Dataset records
——————

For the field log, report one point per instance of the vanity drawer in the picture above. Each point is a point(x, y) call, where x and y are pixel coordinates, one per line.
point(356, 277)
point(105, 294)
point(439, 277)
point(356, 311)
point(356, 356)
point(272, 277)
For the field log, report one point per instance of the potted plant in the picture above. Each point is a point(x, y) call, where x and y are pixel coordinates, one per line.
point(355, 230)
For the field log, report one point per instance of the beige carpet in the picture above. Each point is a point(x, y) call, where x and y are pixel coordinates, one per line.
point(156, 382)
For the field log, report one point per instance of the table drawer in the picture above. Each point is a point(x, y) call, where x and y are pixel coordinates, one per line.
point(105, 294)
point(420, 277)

——————

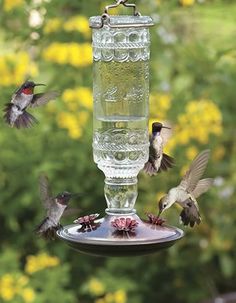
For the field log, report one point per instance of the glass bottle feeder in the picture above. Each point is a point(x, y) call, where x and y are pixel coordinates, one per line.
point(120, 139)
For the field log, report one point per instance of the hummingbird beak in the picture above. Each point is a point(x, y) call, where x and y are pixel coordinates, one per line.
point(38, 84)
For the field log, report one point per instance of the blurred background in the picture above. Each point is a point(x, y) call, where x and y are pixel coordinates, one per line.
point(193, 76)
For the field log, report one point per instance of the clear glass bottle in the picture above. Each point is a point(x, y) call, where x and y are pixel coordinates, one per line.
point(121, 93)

——————

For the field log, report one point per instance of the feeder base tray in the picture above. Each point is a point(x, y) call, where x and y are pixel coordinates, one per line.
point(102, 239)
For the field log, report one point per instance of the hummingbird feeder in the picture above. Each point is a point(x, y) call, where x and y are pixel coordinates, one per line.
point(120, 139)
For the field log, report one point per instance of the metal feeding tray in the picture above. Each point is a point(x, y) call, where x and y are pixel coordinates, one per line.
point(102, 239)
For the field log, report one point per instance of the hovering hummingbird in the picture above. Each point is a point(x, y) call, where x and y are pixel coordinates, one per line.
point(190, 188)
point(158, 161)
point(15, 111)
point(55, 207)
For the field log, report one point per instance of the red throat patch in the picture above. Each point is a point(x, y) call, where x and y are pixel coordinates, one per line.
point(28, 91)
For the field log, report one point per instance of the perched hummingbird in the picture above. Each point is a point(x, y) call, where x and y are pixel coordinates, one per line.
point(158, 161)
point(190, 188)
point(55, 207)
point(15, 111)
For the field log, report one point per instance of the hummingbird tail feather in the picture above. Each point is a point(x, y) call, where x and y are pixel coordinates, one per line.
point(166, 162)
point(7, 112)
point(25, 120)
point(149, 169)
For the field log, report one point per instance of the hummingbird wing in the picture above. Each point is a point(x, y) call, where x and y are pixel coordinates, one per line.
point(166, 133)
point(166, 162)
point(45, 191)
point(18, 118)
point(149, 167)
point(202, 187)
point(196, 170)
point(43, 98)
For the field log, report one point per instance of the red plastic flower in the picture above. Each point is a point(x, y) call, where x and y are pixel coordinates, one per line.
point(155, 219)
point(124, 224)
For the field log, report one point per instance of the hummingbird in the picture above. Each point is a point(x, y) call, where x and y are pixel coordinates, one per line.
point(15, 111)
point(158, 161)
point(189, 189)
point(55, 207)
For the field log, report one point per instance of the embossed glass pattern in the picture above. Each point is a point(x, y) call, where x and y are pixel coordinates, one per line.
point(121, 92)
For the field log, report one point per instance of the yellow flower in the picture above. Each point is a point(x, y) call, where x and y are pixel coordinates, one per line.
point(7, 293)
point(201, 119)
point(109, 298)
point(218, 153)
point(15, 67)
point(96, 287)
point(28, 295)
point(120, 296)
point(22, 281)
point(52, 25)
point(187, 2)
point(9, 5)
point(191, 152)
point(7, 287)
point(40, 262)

——————

Arrange the records between the lines holding "of the vanity" and "point(156, 382)", inclusive, as a numbered list, dropping any blank lines.

1. For the field log, report one point per instance of the vanity drawer in the picture above. Each point is a point(x, y) call, where x and y are pixel coordinates, one per line.
2. point(356, 277)
3. point(105, 294)
4. point(439, 277)
5. point(356, 311)
6. point(356, 356)
7. point(272, 277)
8. For the field log, report one point per instance of the potted plant in the picture above. Each point is a point(x, y) call, where x and y are pixel coordinates, one per line.
9. point(355, 230)
10. For the field log, report one point per instance of the beige carpet in the picture above. Each point is a point(x, y) call, where x and y are pixel coordinates, one per line.
11. point(156, 382)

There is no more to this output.